**TEXTO FORNECIDO**.
════════════════
Os actos tributários referidos resultam da tributação das mais-valias apuradas pela venda de imóvel afecto à habitação própria e permanente dos Requerentes cujo valor de realização foi parcialmente utilizado em reinvestimento na aquisição de um outro imóvel pelos Requerentes, tributação que o nº 5 do artigo 10º do CIRS afasta, na medida do reinvestimento.

 

Vamos transcrever as disposições do artigo 10º do CIRS, na parte que o Tribunal considera aplicáveis e mais relevantes:

 

Art.º 10.º – Mais-valias

1 – Constituem mais-valias os ganhos obtidos que, não sendo considerados rendimentos

empresariais e profissionais, de capitais ou prediais, resultem de:

a) Alienação onerosa de direitos reais sobre bens imóveis …

4 – O ganho sujeito a IRS é constituído:

a) Pela diferença entre o valor de realização e o valor de aquisição, …, nos casos

previstos nas alíneas a), … do n.º 1;

5 – São excluídos da tributação os ganhos provenientes da transmissão onerosa de bens

imóveis destinados a habitação própria e permanente do sujeito passivo ou do seu agregado familiar, desde que verificadas, cumulativamente, as seguintes condições:

a) O valor de realização, deduzido da amortização de eventual empréstimo contraído para a aquisição do imóvel, seja reinvestido na aquisição da propriedade de outro imóvel, …exclusivamente com o mesmo destino …;

b) O reinvestimento previsto na alínea anterior seja efectuado entre os 24 meses anteriores e os 36 meses posteriores contados da data da realização;

c) O sujeito passivo manifeste a intenção de proceder ao reinvestimento, ainda que parcial, mencionando o respectivo montante na declaração de rendimentos respeitante ao ano da alienação;

6 – Não haverá lugar ao benefício referido no número anterior quando:

a) Tratando-se de reinvestimento na aquisição de outro imóvel, o adquirente o não afete à sua habitação ou do seu agregado familiar, até decorridos doze meses após o reinvestimento;

7 – No caso de reinvestimento parcial do valor de realização e verificadas as condições

estabelecidas no número anterior, o benefício a que se refere o n.º 5 respeitará apenas à parte proporcional dos ganhos correspondente ao valor reinvestido.”
════════════════
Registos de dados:
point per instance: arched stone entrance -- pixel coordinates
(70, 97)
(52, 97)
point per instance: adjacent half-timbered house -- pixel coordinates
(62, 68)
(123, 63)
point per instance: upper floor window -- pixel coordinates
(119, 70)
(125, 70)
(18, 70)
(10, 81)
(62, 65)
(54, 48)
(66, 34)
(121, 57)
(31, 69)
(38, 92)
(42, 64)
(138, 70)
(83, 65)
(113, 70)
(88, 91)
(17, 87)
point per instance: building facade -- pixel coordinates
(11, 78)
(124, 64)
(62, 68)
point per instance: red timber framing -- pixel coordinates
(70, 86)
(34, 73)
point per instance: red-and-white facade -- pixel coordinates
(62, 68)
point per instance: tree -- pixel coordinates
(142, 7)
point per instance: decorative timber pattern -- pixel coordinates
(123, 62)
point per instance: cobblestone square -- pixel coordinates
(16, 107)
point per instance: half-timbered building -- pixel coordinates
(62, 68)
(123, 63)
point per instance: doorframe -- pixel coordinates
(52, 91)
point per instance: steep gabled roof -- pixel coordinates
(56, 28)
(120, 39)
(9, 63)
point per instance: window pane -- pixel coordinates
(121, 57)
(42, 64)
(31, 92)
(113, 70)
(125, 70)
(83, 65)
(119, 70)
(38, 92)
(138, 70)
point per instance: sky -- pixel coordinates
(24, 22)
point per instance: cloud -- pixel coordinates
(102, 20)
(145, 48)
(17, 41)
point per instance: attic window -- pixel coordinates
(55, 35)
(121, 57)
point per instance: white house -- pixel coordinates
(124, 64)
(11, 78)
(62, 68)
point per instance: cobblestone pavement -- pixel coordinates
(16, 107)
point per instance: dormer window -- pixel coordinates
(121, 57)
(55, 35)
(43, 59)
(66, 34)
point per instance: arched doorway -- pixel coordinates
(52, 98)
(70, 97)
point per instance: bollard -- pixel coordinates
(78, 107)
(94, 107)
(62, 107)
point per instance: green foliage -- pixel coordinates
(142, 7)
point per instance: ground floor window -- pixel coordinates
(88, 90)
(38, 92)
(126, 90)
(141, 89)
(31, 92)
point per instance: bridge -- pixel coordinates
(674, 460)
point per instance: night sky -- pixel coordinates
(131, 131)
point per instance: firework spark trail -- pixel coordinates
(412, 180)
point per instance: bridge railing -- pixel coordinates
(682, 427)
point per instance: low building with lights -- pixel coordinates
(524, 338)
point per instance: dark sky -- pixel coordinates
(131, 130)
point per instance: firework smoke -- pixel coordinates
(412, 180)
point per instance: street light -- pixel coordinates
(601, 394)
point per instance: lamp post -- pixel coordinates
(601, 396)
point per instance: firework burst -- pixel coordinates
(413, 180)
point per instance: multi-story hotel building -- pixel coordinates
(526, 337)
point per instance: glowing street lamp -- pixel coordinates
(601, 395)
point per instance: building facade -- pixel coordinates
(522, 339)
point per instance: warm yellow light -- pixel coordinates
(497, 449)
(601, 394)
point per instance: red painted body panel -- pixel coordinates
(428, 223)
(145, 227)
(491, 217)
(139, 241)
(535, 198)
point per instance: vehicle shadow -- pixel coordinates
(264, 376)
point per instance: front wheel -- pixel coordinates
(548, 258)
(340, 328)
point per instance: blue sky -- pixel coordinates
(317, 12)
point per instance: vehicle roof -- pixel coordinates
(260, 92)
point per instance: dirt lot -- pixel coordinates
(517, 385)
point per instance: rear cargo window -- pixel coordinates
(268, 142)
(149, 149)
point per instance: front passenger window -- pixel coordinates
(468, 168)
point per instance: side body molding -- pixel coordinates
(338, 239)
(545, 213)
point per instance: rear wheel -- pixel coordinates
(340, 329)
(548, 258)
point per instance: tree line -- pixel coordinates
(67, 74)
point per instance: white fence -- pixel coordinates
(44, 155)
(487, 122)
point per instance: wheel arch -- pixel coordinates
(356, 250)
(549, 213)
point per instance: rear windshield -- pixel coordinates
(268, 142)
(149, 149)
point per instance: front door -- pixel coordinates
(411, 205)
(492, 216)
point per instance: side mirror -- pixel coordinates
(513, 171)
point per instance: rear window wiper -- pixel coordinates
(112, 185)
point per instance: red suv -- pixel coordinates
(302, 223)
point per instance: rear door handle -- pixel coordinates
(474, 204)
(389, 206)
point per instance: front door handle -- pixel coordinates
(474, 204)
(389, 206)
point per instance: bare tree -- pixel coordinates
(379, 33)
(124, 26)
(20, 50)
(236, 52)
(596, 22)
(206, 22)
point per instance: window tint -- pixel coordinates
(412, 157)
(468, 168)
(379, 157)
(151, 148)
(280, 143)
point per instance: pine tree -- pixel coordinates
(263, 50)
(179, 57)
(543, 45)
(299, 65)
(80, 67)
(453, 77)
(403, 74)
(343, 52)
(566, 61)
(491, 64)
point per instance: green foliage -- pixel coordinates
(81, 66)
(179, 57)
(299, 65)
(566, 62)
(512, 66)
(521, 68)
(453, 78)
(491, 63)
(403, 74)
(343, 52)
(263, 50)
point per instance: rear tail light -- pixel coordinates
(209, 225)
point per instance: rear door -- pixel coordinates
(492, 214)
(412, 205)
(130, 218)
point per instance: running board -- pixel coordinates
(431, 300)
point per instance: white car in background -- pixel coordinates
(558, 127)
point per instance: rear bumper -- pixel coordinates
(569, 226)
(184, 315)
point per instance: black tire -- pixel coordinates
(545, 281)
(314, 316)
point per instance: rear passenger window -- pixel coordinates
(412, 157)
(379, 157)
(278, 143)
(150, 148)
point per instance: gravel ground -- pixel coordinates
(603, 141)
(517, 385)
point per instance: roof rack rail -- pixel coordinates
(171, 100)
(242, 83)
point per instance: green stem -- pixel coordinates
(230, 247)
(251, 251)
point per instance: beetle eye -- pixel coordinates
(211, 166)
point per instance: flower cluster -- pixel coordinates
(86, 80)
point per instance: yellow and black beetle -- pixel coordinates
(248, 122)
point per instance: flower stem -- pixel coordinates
════════════════
**TAREFA PROPOSTA**. Prolongue o texto sobre a tributação das mais-valias na venda de habitação própria a partir do ponto em que termina.

**RESPOSTA AO EXERCÍCIO**.
A delimitação negativa da incidência a que alude os nºs 5, e 6 e 7 transcritos, respeita aos ganhos provenientes da transmissão onerosa de imóveis destinados à habitação própria e permanente do sujeito passivo ou do seu agregado familiar, no caso de reinvestimento do produto da alienação em imóvel com o mesmo destino.

 

Bem como:

 

“Artigo 43.º - Mais-valias

 

O saldo referido no número anterior, respeitante às transmissões efetuadas por residentes previstas nas alíneas a), c), d) e i) do n.º 1 do artigo 10.º, positivo ou negativo, é: [Redacção dada pela Lei n.º 75-B/2020, de 31 de dezembro]

 

a)   Integralmente considerado nas situações previstas na alínea a) do n.º 1 do artigo 10.º, quando os imóveis tenham beneficiado de apoio não reembolsável concedido pelo Estado ou outras entidades públicas, quando o valor total do apoio concedido para aquisição ou para realização de obras seja de valor superior a 30% do valor patrimonial tributário do imóvel para efeitos de IMI e estes sejam vendidos antes de decorridos 10 anos sobre a data da sua aquisição, da assinatura da declaração comprovativa da receção da obra ou do pagamento da última despesa relativa ao apoio não reembolsável que, nos termos legais ou regulamentares, não estejam sujeitos a ónus ou regimes especiais que limitem ou condicionem a respetiva alienação; [Redacção dada pela Lei n.º 71/2018, de 31 de dezembro]

 

b)   Apenas considerado em 50% do seu valor, nos restantes casos. [Redacção dada pela Lei n.º 71/2018, de 31 de dezembro]

 

E ainda:

 

“Artigo 51.º - Despesas e encargos

 

1- Para a determinação das mais-valias sujeitas a imposto, ao valor de aquisição acrescem:

 

a) Os encargos com a valorização dos bens, comprovadamente realizados nos últimos 12 anos, e as despesas necessárias e efetivamente praticadas, inerentes à aquisição e alienação, bem como a indemnização comprovadamente paga pela renúncia onerosa a posições contratuais ou outros direitos inerentes a contratos relativos a esses bens, nas situações previstas na alínea a) do n.º 1 do artigo 10.º (…)”.

 

Vejamos.

 

Em 2023 os sujeitos passivos (marido e mulher) procederam à apresentação das respectivas declarações de IRS referentes a 2022, tendo declarado os rendimentos decorrentes da venda do imóvel, na proporção de metade para cada um, referindo expressamente o reinvestimento das mais-valia obtida.

 

a) Quanto ao Requerente marido

 

Relativamente à liquidação nº 2023... do Requerente marido, verifica-se que, na declaração modelo 3 IRS referente ao ano de 2022, este se enquadrou como “não residente” em Portugal (com residência no Brasil), sendo o seu representante a sua esposa (Requerente mulher).

 

Esta situação levou a AT a efectuar a liquidação de IRS como não residente, tendo apurado o rendimento global (mais-valia) de € 1 058 562,73, o qual resultou da dedução ao valor de realização do imóvel da Rua ..., na quota-parte correspondente ao Requerente marido, de € 2 200 000,00, do valor proporcional de aquisição, atualizado com o coeficiente de correção monetária de 1,04, que se cifra em € 968 136,00, e do valor das correspondentes despesas incorridas, de € 173 587,92.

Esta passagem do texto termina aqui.